# What is expected:
Give the entries again in full. Nothing may be altered.

# Records for this task:
++++

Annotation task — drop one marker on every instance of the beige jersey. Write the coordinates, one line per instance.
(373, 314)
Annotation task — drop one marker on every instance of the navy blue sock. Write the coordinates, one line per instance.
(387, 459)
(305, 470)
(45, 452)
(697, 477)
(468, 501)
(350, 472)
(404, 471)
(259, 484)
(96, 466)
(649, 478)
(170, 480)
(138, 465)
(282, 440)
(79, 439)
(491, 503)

++++

# Expected output:
Annotation task — drop one marker on every instance of the beige jersey. Write the coordinates, one line per instance.
(373, 314)
Annotation task — drop one marker on every instance of the navy blue sock. Write the coordinates, one line per instance.
(387, 459)
(305, 470)
(45, 452)
(697, 477)
(468, 501)
(350, 472)
(404, 471)
(259, 484)
(96, 466)
(649, 478)
(170, 480)
(138, 465)
(282, 440)
(79, 439)
(491, 503)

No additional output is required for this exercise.